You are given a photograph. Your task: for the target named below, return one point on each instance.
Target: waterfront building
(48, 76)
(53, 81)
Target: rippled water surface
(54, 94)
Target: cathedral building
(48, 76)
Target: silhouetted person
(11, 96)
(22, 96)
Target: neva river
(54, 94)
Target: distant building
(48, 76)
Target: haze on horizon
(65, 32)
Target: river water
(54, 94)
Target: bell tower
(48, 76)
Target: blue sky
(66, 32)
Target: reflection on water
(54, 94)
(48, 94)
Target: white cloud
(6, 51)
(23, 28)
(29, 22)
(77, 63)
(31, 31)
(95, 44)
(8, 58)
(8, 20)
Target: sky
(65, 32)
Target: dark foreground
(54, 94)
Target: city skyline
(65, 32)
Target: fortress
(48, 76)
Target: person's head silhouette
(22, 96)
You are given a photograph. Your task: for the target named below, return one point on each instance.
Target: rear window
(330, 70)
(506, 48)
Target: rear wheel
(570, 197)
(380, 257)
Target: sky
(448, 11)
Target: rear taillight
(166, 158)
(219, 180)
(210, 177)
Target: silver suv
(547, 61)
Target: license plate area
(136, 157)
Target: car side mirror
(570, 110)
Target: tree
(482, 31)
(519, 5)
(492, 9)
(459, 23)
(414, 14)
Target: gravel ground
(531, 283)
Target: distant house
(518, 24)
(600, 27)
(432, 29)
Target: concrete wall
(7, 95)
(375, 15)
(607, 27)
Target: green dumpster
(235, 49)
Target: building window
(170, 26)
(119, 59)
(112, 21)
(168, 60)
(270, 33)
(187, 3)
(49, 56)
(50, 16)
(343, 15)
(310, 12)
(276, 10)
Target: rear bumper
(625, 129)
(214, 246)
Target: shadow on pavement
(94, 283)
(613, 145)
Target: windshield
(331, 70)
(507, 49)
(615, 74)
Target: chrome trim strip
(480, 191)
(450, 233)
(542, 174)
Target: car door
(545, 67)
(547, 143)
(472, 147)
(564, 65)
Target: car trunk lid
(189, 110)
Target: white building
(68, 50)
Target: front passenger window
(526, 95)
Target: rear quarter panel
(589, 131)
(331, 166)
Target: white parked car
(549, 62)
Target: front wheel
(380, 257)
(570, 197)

---*---

Every line above needs to be retyped exactly.

ANSWER ->
You are given a photograph. Your task: for the target named below, return one point on each instance.
Target: waterfront building
(48, 76)
(53, 81)
Target: rippled water surface
(54, 94)
Target: cathedral building
(48, 76)
Target: silhouetted person
(11, 96)
(22, 96)
Target: neva river
(54, 94)
Target: distant building
(48, 76)
Target: haze on horizon
(65, 32)
Target: river water
(54, 94)
Target: bell tower
(48, 76)
Target: blue sky
(66, 32)
Target: reflection on water
(54, 94)
(48, 94)
Target: white cloud
(6, 51)
(23, 28)
(29, 22)
(77, 63)
(31, 31)
(95, 44)
(8, 58)
(8, 20)
Target: sky
(65, 32)
Target: dark foreground
(54, 94)
Target: city skyline
(65, 32)
Target: fortress
(48, 76)
Target: person's head silhouette
(22, 96)
You are given a photograph. Your task: for the target named below, return one point on each instance.
Target: rear window
(330, 70)
(506, 48)
Target: rear wheel
(570, 197)
(380, 257)
Target: sky
(448, 11)
Target: rear taillight
(166, 158)
(219, 180)
(210, 177)
Target: silver suv
(547, 61)
Target: license plate area
(136, 157)
Target: car side mirror
(570, 110)
Target: tree
(482, 31)
(519, 5)
(492, 9)
(459, 23)
(414, 14)
Target: gravel ground
(531, 283)
Target: distant house
(518, 24)
(600, 27)
(432, 29)
Target: concrete wall
(7, 95)
(375, 15)
(607, 27)
Target: green dumpster
(235, 49)
Target: building window
(170, 26)
(119, 59)
(112, 21)
(168, 60)
(270, 33)
(187, 3)
(49, 56)
(50, 16)
(343, 15)
(310, 12)
(276, 10)
Target: rear bumper
(625, 129)
(214, 246)
Target: shadow on pavement
(94, 283)
(613, 145)
Target: windshield
(331, 70)
(507, 49)
(615, 74)
Target: chrome trim strip
(480, 191)
(450, 233)
(542, 174)
Target: car door
(545, 67)
(547, 143)
(472, 147)
(564, 65)
Target: car trunk lid
(189, 110)
Target: white building
(68, 50)
Target: front passenger window
(526, 95)
Target: rear quarter panel
(589, 131)
(331, 166)
Target: white parked car
(549, 62)
Target: front wheel
(380, 257)
(570, 197)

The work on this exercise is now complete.